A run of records
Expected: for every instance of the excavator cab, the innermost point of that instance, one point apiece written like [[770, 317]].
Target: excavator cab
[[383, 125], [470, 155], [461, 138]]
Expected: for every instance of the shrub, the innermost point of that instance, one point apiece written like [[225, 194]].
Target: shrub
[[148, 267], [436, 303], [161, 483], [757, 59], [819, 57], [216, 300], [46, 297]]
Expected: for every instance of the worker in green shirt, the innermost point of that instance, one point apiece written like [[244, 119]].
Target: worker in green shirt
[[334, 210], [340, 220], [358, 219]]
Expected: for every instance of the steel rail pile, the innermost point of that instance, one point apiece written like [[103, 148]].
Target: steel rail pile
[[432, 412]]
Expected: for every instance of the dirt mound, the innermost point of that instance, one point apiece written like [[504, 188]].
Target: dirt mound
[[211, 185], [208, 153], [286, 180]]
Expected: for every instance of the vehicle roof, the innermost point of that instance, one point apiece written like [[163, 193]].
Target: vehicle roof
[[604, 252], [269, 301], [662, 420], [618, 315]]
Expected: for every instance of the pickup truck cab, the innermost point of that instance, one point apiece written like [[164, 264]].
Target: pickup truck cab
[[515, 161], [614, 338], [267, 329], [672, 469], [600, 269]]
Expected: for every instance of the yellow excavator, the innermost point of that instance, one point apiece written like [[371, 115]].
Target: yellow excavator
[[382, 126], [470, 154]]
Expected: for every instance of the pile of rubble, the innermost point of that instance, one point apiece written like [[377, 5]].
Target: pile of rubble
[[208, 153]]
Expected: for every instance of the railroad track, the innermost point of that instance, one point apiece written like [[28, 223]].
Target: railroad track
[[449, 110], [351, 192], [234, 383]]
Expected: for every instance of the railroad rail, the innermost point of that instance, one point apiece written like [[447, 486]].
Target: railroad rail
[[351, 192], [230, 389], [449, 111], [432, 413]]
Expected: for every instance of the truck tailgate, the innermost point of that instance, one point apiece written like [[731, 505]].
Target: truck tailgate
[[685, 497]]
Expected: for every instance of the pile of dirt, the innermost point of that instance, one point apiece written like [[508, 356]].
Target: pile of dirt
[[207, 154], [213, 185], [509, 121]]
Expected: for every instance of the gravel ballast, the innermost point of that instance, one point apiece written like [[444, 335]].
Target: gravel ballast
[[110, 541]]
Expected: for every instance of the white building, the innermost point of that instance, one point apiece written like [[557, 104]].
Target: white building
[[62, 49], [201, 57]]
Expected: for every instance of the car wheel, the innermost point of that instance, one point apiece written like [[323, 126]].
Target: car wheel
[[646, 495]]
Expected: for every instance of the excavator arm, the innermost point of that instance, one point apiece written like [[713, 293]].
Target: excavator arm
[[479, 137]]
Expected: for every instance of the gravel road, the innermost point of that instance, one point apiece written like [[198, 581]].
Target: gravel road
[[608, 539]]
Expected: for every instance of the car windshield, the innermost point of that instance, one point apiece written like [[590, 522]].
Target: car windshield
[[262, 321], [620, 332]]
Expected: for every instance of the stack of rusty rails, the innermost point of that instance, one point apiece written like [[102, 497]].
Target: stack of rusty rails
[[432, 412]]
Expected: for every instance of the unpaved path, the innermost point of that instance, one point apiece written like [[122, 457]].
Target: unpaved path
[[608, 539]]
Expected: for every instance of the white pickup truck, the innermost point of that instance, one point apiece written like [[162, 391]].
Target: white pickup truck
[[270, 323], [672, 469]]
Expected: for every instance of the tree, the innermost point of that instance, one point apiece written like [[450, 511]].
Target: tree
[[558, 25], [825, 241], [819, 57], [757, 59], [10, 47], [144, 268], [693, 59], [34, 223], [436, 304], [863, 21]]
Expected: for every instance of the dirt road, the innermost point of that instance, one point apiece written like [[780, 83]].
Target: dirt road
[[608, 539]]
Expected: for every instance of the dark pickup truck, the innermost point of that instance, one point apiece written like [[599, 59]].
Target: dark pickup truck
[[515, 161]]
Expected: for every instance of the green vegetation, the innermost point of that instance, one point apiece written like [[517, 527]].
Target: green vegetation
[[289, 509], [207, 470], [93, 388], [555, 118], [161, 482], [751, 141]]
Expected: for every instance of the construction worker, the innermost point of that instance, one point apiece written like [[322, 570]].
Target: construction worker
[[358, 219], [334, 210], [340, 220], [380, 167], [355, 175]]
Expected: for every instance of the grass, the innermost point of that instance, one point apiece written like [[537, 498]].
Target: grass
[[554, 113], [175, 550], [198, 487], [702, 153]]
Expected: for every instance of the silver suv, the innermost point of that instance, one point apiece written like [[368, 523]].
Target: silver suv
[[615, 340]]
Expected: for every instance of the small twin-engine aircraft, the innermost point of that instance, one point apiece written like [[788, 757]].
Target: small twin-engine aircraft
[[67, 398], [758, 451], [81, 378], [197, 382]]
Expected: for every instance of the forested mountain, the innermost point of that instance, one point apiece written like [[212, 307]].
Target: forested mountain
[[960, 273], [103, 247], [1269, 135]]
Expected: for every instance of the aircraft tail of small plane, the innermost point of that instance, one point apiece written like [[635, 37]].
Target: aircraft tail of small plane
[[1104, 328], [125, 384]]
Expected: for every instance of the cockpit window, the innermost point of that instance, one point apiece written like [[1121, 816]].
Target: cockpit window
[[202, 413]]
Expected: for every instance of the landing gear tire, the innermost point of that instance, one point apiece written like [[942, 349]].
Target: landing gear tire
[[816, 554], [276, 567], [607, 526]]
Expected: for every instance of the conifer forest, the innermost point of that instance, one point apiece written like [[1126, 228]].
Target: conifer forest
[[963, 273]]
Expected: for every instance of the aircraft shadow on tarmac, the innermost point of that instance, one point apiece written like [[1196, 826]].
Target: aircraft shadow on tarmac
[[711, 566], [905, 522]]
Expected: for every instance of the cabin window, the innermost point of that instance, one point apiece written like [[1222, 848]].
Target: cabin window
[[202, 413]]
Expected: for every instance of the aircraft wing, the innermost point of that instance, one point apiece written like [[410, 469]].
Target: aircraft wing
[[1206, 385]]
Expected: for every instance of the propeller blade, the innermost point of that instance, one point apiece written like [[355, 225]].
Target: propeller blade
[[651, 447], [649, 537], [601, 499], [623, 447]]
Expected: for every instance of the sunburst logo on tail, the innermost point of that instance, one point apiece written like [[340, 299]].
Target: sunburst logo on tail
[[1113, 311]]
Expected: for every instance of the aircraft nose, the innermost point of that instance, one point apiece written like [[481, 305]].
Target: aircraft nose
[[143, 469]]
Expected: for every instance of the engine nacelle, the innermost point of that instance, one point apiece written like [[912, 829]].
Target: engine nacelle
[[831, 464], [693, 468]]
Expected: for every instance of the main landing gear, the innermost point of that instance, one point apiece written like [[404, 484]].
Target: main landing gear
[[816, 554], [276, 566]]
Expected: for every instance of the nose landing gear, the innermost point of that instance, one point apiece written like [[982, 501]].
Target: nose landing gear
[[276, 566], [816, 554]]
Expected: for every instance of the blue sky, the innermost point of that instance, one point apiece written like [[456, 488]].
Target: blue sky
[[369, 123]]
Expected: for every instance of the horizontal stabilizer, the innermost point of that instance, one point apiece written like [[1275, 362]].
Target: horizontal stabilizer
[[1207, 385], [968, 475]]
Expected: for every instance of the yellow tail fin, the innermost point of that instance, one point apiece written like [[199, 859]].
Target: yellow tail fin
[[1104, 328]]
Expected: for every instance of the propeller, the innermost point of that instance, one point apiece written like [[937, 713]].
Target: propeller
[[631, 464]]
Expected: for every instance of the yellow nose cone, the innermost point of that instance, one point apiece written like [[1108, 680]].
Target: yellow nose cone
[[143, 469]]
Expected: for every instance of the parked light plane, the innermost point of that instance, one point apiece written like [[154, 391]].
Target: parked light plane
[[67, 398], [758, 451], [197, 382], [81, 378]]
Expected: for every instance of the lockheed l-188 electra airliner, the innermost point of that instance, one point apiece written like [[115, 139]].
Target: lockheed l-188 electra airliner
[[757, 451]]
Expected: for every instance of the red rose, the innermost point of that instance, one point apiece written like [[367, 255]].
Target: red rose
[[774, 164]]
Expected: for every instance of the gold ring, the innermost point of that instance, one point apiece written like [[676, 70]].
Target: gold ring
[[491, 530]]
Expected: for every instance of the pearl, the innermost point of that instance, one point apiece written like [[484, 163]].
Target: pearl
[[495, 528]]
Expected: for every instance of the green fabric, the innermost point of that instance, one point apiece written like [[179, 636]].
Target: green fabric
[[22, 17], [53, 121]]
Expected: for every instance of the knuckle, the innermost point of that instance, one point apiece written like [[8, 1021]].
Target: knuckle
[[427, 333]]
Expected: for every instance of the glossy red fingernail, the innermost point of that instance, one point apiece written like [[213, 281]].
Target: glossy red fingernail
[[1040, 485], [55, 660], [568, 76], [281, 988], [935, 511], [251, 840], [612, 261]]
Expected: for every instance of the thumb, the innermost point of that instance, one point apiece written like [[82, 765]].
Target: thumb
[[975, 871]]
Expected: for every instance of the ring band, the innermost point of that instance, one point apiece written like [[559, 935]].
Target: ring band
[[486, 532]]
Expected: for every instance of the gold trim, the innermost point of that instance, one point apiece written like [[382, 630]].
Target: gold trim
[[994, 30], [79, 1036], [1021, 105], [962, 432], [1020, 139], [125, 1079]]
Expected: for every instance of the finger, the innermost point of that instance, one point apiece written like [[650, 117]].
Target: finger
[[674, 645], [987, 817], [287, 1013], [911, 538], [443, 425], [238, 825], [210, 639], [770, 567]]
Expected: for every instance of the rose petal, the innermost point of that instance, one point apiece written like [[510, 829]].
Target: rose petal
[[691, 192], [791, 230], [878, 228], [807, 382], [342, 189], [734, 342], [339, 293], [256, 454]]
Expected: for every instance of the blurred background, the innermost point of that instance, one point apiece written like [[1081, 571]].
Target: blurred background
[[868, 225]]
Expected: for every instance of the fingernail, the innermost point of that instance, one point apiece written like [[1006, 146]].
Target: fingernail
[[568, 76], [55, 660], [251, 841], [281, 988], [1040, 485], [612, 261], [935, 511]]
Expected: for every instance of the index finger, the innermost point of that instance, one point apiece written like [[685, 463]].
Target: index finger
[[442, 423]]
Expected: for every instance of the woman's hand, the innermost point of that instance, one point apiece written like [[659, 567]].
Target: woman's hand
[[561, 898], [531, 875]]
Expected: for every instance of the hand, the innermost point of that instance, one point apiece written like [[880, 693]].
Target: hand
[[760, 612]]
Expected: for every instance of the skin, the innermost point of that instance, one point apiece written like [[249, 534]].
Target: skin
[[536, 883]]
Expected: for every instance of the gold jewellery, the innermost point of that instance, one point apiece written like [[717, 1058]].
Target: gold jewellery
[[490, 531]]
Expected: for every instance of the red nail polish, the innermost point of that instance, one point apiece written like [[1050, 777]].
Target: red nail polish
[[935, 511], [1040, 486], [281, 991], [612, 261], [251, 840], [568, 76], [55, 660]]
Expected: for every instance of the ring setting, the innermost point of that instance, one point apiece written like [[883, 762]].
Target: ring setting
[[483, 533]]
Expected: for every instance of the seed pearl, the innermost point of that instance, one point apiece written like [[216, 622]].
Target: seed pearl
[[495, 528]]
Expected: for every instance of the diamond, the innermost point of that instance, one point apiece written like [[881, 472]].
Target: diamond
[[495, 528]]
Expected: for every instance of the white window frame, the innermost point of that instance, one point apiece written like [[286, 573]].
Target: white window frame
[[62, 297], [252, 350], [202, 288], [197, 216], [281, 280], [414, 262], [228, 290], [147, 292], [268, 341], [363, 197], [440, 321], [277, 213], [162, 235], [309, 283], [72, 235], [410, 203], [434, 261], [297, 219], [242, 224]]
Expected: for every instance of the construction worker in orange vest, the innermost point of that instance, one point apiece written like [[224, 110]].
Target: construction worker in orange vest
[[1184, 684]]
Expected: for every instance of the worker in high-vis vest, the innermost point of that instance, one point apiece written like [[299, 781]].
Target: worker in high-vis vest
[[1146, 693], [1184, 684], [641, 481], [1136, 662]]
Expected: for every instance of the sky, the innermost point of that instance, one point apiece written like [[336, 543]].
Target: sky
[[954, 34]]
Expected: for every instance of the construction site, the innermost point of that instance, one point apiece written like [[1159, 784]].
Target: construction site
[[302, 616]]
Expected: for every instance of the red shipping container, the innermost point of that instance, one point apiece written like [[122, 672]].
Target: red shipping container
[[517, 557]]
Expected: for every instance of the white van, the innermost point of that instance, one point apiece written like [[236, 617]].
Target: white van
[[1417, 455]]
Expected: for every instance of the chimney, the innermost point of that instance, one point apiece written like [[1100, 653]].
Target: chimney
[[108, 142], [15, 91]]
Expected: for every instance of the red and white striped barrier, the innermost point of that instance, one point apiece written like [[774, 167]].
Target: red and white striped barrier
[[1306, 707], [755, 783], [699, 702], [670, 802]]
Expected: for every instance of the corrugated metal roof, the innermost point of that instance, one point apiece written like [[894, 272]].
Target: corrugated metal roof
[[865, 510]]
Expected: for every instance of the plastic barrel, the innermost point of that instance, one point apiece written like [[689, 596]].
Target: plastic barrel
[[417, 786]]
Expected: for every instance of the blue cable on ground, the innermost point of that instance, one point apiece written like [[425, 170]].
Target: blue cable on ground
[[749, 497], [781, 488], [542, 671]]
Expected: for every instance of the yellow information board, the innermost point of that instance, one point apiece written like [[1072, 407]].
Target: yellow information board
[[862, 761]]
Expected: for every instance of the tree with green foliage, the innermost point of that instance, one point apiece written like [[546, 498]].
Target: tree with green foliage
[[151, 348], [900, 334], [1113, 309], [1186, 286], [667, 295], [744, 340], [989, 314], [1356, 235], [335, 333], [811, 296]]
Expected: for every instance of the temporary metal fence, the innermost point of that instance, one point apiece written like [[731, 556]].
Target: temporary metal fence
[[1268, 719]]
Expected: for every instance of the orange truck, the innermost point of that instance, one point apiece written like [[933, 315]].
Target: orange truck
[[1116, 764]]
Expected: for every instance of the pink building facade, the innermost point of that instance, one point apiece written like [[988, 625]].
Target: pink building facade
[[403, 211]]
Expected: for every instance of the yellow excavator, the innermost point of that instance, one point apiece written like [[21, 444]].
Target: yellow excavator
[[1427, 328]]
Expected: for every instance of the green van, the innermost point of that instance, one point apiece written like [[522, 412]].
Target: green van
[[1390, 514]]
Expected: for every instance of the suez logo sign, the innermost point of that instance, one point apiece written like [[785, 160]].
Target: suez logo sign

*TASK DIRECTIONS*:
Give back exactly the lines that run from the line with "Expected: for every instance of the corrugated" through the close of the material, counting both ends, and nothing more.

*EXERCISE ANSWER*:
Expected: for every instance of the corrugated metal roof, the innermost point of that instance, one point apiece written like [[894, 272]].
Target: corrugated metal roof
[[865, 510]]
Expected: for every instance of the plastic barrel, the innermost point of that instance, one point apiece written like [[689, 596]].
Target: plastic barrel
[[417, 786]]
Expected: for every instance of the blue cable on ground, the innermost point of that instance, one point apiece written like [[425, 170]].
Target: blue cable on ground
[[749, 497], [781, 488], [542, 671]]
Expected: for every instance of the yellow information board, the innermost point of that instance, one point apiece written like [[1072, 407]].
Target: yellow information board
[[862, 761]]
Expected: for every instance of the tree with green foliage, the innermost point of that instance, one point apiece written like [[546, 498]].
Target: tree with green foliage
[[151, 348], [900, 334], [1113, 309], [1186, 286], [667, 295], [744, 340], [989, 314], [1356, 235], [335, 333], [811, 296]]
Expected: for every instance of the temporary metal fence, the innermost point of that instance, one point apiece written like [[731, 556]].
Target: temporary metal fence
[[1268, 719]]
Expected: for every instance of the orange truck, the innermost point of that instance, one point apiece written like [[933, 315]].
Target: orange truck
[[1116, 764]]
Expected: for every instance of the pink building facade, the innermost point of that instance, one point apiece written like [[988, 625]].
Target: pink building facade
[[403, 211]]
Expected: for every instance of the yellow excavator, the innermost point of that instance, one point apiece written like [[21, 444]].
Target: yellow excavator
[[1427, 328]]
Expected: for every instance of the green van, the innermost point of that instance, one point apiece written like [[522, 412]].
Target: green van
[[1390, 514]]
Expected: for every instance of the suez logo sign, the innermost point of that instance, one point apiece written like [[785, 160]].
Target: suez logo sign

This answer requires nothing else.